Problem statement –
Every line below from the one containing "target | riverbank" through the one containing "target | black shoe upper" must be transcribed exactly. Omit all lines outside that stretch.

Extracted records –
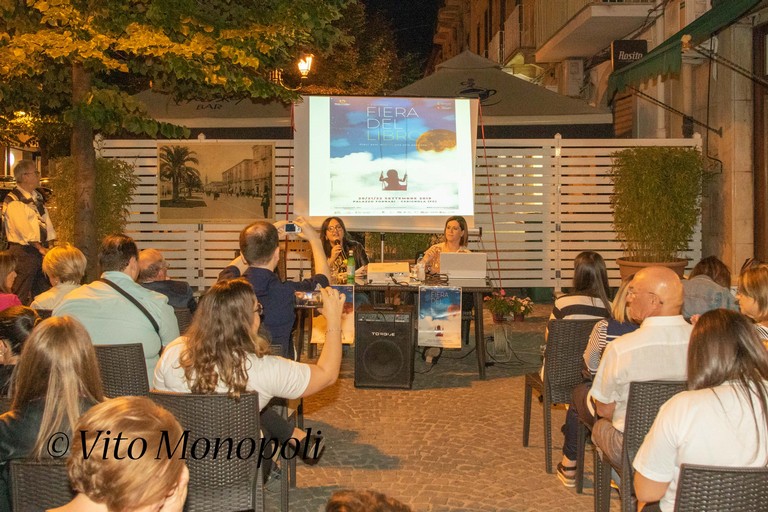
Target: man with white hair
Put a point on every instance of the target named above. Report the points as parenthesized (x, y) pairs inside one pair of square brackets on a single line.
[(658, 350)]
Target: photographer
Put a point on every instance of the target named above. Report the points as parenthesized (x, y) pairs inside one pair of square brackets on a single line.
[(259, 255)]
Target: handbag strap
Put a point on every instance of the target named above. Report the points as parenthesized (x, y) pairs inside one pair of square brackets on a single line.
[(138, 305)]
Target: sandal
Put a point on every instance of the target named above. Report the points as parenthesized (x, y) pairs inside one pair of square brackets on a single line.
[(568, 481)]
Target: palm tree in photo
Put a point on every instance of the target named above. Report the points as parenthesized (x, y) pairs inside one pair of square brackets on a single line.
[(174, 167)]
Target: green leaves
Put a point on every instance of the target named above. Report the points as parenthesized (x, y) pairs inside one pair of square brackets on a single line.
[(656, 199)]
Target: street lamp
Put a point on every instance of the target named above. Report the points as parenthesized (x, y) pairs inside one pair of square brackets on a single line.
[(304, 65)]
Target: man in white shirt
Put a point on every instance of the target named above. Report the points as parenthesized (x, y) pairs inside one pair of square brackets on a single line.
[(29, 231), (656, 351), (112, 318)]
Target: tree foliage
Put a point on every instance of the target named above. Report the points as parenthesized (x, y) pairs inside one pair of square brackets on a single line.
[(80, 60), (116, 182)]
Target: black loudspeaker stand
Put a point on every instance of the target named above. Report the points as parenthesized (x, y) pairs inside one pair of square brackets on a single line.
[(385, 342)]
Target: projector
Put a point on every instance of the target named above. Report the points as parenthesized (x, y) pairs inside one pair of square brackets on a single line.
[(389, 273)]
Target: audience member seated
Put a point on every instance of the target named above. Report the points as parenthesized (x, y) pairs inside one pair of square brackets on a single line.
[(455, 239), (7, 277), (753, 298), (708, 287), (260, 253), (363, 501), (118, 482), (16, 323), (64, 265), (604, 332), (109, 308), (655, 351), (57, 379), (588, 297), (153, 275), (336, 246), (720, 420), (223, 353)]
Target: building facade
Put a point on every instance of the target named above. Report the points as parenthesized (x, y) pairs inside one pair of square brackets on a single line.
[(704, 69)]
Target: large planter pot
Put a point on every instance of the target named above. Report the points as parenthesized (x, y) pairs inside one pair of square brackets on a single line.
[(629, 267)]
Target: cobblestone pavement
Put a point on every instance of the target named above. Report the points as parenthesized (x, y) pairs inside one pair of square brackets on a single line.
[(452, 443)]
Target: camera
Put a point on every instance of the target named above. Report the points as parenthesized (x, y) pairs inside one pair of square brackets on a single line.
[(309, 300)]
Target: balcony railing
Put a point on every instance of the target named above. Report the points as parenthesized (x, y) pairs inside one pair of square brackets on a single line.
[(552, 16)]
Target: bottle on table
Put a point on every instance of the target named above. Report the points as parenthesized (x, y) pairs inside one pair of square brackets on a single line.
[(351, 267)]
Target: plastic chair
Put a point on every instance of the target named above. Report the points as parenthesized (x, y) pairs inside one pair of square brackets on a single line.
[(184, 318), (219, 482), (39, 485), (563, 359), (123, 369), (721, 489), (643, 403)]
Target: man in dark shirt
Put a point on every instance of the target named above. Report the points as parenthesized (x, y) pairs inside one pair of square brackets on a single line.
[(259, 256), (153, 275)]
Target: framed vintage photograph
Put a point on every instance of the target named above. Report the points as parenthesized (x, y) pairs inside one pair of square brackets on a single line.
[(202, 181)]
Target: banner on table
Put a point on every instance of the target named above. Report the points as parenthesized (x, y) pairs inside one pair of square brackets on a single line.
[(440, 316), (319, 323)]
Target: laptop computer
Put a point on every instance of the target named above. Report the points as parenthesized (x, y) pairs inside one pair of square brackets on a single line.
[(464, 268)]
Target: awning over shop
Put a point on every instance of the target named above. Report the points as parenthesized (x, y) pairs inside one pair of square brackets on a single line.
[(667, 57)]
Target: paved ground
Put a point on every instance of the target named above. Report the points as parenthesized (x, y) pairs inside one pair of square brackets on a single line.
[(452, 443)]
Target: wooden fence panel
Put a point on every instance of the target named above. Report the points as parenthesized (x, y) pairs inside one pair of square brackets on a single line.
[(538, 203)]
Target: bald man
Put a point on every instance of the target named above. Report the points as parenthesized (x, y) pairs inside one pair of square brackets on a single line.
[(656, 351), (153, 275)]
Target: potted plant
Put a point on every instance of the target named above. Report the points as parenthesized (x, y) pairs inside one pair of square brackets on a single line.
[(521, 307), (656, 204), (498, 304)]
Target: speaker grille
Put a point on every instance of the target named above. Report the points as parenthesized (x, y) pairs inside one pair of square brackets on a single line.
[(384, 348)]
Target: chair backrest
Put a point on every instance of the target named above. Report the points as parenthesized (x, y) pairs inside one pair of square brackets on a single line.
[(219, 482), (721, 489), (38, 486), (183, 317), (564, 356), (123, 369)]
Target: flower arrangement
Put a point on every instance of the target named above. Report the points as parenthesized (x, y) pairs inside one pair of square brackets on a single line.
[(500, 304)]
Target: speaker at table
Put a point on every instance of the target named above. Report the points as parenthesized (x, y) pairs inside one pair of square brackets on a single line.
[(385, 341)]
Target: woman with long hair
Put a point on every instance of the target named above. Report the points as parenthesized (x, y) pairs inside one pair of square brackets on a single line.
[(64, 265), (707, 287), (119, 482), (588, 297), (223, 352), (455, 239), (7, 277), (337, 243), (722, 420), (16, 323), (753, 298), (603, 333), (57, 379)]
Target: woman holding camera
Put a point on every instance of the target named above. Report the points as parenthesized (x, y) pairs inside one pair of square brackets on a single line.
[(337, 245)]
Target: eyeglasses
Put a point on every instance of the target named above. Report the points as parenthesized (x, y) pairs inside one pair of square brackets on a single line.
[(632, 293)]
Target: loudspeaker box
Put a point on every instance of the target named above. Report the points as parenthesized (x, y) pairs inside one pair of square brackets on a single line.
[(384, 347)]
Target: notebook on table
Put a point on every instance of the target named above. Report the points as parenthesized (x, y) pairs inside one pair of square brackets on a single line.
[(464, 268)]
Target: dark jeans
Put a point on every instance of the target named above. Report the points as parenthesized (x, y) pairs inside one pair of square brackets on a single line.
[(30, 280), (578, 411)]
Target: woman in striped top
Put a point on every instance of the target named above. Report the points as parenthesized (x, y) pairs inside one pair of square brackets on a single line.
[(589, 296)]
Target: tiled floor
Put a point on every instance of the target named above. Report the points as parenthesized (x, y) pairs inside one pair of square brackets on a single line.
[(452, 443)]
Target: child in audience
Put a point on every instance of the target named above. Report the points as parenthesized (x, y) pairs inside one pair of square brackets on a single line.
[(722, 420), (57, 379), (118, 482)]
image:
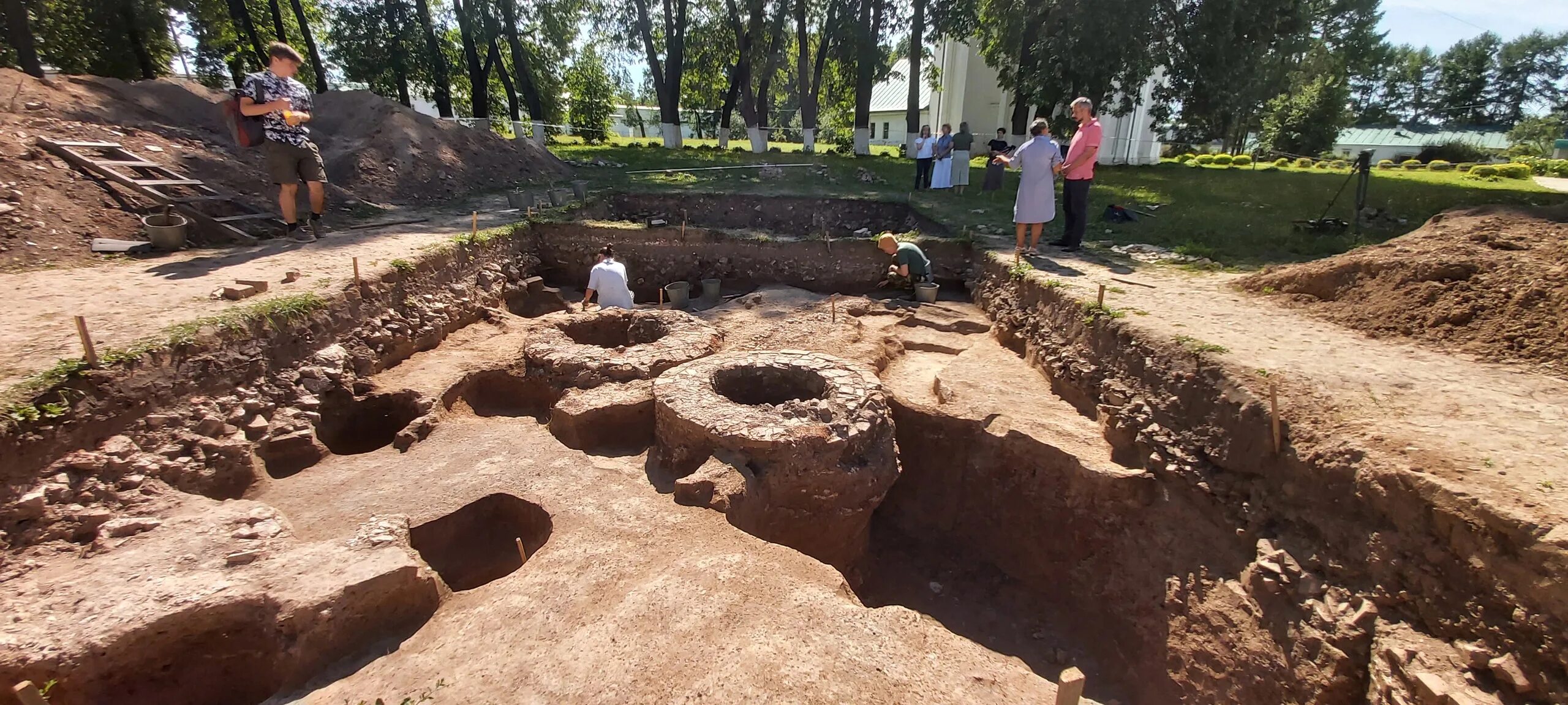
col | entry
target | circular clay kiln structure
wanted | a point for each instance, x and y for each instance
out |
(810, 433)
(617, 345)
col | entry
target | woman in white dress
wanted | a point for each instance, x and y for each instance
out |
(943, 172)
(1040, 159)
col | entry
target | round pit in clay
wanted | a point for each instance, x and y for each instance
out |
(586, 350)
(808, 434)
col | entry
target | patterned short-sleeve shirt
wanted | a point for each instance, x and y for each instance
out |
(267, 86)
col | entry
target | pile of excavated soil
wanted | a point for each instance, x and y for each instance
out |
(1490, 282)
(375, 151)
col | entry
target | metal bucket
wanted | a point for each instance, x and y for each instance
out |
(678, 295)
(167, 231)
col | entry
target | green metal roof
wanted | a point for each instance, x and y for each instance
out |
(1420, 137)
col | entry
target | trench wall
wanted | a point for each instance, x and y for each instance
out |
(667, 254)
(1169, 569)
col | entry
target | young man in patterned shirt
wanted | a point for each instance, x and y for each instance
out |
(284, 105)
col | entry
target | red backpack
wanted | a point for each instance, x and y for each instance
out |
(245, 129)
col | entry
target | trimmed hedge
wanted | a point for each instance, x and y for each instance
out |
(1513, 172)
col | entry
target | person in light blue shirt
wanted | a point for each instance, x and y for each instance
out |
(609, 279)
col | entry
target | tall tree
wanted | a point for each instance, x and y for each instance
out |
(20, 32)
(866, 69)
(808, 71)
(1465, 77)
(469, 29)
(311, 48)
(438, 62)
(665, 72)
(393, 13)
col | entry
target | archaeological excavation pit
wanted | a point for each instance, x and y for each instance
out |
(584, 350)
(352, 425)
(799, 442)
(483, 541)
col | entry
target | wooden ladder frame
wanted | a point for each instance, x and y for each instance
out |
(153, 181)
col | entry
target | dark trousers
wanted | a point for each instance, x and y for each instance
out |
(1074, 209)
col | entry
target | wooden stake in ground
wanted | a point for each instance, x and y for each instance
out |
(27, 695)
(87, 342)
(1274, 414)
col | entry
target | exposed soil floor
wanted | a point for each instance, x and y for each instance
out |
(1490, 431)
(132, 298)
(637, 599)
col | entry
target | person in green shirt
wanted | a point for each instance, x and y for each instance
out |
(962, 141)
(908, 260)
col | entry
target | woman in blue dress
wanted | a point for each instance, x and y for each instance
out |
(1040, 160)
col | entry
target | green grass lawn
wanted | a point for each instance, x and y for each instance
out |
(1236, 217)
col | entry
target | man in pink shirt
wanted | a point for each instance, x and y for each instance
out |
(1078, 175)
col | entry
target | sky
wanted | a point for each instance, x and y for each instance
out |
(1438, 24)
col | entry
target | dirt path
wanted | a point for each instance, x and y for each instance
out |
(124, 301)
(1491, 431)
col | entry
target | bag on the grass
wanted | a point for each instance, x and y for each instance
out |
(245, 129)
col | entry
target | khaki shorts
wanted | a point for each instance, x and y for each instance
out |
(287, 164)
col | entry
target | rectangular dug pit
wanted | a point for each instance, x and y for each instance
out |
(479, 543)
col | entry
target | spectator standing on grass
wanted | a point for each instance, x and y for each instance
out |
(943, 170)
(908, 260)
(924, 148)
(962, 143)
(284, 105)
(609, 279)
(1040, 160)
(993, 168)
(1078, 175)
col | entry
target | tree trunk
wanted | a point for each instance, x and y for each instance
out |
(138, 44)
(396, 51)
(665, 74)
(864, 71)
(479, 79)
(505, 80)
(242, 19)
(20, 32)
(278, 21)
(810, 76)
(309, 44)
(519, 65)
(436, 60)
(911, 111)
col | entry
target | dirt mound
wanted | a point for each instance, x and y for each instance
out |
(375, 151)
(1490, 281)
(391, 153)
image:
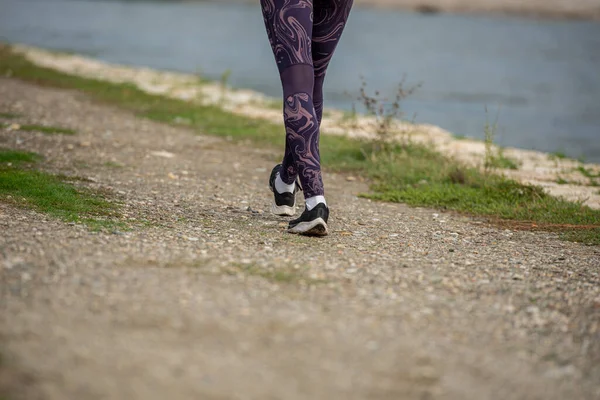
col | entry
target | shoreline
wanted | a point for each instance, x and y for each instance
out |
(558, 176)
(584, 10)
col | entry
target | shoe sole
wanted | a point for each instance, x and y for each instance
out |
(283, 210)
(316, 227)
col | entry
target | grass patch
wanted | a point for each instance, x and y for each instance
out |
(9, 115)
(408, 173)
(587, 172)
(50, 193)
(501, 161)
(48, 130)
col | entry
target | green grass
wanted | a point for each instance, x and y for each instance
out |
(9, 115)
(501, 161)
(587, 172)
(48, 130)
(17, 157)
(411, 173)
(50, 193)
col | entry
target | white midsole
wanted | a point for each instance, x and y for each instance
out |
(283, 210)
(303, 227)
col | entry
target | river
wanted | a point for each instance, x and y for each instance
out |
(542, 78)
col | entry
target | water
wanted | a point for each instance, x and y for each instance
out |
(542, 76)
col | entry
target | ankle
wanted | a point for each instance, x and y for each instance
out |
(283, 187)
(312, 202)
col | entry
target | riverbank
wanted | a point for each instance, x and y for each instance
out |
(544, 9)
(556, 174)
(195, 292)
(554, 9)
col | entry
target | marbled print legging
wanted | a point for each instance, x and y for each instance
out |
(303, 36)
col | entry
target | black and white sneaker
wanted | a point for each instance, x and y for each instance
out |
(283, 203)
(311, 223)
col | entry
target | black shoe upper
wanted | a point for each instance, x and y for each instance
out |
(320, 211)
(282, 199)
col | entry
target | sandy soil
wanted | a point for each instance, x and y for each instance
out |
(579, 9)
(533, 166)
(211, 299)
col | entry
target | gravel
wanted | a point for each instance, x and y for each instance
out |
(208, 296)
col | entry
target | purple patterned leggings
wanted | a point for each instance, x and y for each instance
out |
(303, 36)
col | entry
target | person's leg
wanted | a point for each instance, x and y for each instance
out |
(329, 20)
(289, 26)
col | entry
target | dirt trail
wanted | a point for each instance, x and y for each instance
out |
(211, 299)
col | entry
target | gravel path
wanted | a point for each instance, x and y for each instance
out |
(209, 298)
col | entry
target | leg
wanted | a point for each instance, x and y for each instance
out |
(330, 18)
(289, 25)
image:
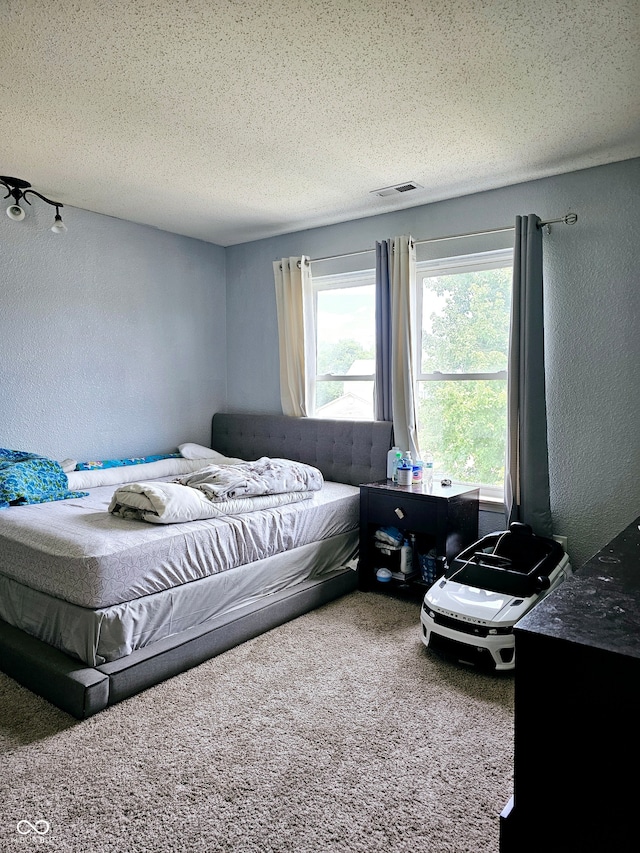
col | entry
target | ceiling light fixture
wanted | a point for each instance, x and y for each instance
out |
(18, 190)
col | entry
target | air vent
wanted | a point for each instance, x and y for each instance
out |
(408, 186)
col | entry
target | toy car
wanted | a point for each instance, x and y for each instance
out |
(469, 613)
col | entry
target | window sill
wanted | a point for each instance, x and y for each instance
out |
(488, 504)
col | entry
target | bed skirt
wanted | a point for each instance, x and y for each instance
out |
(83, 691)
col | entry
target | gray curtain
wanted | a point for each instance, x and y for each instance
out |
(394, 390)
(382, 403)
(526, 486)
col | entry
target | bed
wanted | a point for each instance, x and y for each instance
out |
(96, 608)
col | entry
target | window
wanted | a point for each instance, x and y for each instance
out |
(462, 335)
(463, 311)
(344, 311)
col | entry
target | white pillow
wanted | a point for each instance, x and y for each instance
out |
(136, 473)
(198, 451)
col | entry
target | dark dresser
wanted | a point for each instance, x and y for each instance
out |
(577, 712)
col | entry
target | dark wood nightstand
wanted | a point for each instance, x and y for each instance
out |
(444, 518)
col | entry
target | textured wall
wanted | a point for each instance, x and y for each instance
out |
(112, 337)
(592, 320)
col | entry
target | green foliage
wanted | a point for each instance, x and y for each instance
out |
(337, 358)
(463, 423)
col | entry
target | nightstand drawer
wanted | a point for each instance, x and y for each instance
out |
(403, 511)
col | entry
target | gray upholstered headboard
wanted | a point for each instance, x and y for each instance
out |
(351, 452)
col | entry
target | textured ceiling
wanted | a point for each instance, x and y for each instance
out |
(232, 121)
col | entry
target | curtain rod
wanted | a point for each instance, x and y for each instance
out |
(569, 219)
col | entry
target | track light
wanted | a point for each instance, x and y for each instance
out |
(15, 212)
(18, 190)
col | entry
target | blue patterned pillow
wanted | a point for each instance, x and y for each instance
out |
(26, 478)
(118, 463)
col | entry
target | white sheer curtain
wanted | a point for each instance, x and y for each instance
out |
(292, 278)
(401, 270)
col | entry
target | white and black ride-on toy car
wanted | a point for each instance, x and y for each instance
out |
(469, 613)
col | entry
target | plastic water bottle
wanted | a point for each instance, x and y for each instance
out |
(392, 461)
(406, 558)
(395, 465)
(405, 470)
(427, 471)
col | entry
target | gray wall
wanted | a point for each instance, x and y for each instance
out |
(112, 336)
(592, 321)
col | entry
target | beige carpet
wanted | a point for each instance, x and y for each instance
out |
(336, 732)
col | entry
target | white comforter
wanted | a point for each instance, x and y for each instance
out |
(218, 490)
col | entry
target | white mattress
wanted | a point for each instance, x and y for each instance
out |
(76, 551)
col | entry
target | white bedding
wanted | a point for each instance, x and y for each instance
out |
(77, 551)
(218, 490)
(173, 503)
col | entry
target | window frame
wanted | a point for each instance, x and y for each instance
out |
(338, 281)
(493, 496)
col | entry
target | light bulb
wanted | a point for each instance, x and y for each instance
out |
(15, 212)
(58, 226)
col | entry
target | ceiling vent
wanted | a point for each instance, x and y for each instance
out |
(406, 187)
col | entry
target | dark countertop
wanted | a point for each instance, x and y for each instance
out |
(436, 490)
(599, 605)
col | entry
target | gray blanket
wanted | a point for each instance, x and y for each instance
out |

Solution for this task –
target | riverbank
wanted | a point for each instance, x and y for each instance
out |
(544, 9)
(556, 174)
(195, 292)
(554, 9)
col | entry
target | marbled print legging
wanted | a point for each instance, x and y for each instance
out |
(303, 36)
col | entry
target | black and white sneaker
wanted | a point for each instance, x and y for each instance
out |
(283, 203)
(311, 223)
col | entry
target | black shoe upper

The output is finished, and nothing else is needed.